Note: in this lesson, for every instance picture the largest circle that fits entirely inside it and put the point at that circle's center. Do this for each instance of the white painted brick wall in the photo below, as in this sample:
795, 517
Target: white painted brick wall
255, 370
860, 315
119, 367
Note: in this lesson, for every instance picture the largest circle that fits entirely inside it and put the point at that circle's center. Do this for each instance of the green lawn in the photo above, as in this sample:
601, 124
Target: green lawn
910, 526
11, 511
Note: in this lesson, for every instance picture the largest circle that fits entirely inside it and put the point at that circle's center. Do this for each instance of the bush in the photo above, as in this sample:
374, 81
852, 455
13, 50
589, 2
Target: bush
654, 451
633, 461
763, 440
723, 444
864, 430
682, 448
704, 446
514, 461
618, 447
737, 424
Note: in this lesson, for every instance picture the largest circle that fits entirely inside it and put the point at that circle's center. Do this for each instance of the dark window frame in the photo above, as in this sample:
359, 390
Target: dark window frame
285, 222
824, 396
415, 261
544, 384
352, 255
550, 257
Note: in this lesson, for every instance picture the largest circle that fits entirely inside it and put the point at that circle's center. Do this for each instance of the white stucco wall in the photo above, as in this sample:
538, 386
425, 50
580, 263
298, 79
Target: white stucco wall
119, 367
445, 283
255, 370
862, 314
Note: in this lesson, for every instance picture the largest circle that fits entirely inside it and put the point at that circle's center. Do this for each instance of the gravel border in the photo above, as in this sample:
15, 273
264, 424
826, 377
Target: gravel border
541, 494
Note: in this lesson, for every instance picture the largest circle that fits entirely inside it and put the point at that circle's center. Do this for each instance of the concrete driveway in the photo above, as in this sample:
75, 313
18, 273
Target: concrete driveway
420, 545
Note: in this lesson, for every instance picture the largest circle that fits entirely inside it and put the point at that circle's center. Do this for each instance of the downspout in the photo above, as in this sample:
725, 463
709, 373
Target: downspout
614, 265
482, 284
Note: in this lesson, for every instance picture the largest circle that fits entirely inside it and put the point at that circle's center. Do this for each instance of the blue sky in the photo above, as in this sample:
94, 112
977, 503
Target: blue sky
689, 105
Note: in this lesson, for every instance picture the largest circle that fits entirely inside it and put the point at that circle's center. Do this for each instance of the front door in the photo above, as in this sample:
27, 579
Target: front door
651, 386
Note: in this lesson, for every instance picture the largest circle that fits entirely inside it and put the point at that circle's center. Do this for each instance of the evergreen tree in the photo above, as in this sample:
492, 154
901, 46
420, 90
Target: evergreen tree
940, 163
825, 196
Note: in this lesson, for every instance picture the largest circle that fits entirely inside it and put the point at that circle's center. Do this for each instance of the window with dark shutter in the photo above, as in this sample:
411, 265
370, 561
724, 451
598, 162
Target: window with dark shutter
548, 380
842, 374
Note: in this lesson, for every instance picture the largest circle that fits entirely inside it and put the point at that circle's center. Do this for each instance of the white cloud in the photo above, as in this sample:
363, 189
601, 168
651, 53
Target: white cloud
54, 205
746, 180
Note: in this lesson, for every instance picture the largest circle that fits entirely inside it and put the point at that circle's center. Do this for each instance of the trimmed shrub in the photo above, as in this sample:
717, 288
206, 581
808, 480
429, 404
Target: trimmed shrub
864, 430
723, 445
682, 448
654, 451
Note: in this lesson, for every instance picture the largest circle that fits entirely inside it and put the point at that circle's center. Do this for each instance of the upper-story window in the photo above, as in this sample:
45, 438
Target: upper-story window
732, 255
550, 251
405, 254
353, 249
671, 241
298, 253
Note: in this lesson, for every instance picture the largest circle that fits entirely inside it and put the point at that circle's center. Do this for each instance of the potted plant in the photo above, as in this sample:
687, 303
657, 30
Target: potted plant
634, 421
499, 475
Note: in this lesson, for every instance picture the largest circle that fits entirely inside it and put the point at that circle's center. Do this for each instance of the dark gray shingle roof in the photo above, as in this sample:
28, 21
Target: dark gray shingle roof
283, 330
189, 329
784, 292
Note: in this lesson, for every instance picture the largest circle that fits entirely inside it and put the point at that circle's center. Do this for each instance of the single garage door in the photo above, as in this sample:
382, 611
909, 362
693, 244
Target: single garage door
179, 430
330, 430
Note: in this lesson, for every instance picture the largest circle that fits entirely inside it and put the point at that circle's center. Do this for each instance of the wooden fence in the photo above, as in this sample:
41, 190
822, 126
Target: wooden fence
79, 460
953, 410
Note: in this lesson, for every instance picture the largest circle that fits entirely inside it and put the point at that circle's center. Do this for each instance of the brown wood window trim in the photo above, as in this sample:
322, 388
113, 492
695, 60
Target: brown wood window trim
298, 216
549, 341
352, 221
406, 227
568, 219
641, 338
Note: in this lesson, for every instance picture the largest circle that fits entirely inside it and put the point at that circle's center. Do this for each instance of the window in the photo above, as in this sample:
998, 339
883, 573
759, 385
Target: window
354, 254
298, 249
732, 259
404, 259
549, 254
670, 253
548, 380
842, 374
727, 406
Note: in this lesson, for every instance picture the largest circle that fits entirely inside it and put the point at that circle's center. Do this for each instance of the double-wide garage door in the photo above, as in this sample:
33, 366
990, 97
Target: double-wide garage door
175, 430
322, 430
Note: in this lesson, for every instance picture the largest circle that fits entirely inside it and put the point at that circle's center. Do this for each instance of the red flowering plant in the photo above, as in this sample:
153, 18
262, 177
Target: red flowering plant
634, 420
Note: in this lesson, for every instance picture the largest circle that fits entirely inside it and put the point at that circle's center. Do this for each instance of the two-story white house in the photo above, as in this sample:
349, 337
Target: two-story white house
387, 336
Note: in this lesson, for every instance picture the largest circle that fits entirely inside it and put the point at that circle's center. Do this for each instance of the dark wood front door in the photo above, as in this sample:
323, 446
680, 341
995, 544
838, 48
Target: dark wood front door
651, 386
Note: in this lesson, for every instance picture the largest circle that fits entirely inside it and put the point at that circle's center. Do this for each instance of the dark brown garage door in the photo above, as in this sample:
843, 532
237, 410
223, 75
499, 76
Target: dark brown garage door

#### Written problem
Can you express the material as a JSON list of strings, one string per line with any blank lines left out, starting with the line that contains "the dark wood" and going on through the end of the material?

#### Task response
[
  "Note: in this lesson, for every instance picture the largest circle that fits entirely inside it and put the point at that circle's center. Do this for each instance of the dark wood front door in the photo above, as in this sample:",
  "323, 446",
  "680, 341",
  "995, 544",
  "838, 48",
  "Target: dark wood front door",
  "651, 386",
  "Note: in this lesson, for every instance picture the largest circle that fits entirely inside it and put the point at that circle's center. Do this for each instance of the dark brown garage door in the photo above, as in this sample:",
  "843, 532",
  "237, 410",
  "223, 75",
  "499, 76",
  "Target: dark brown garage door"
]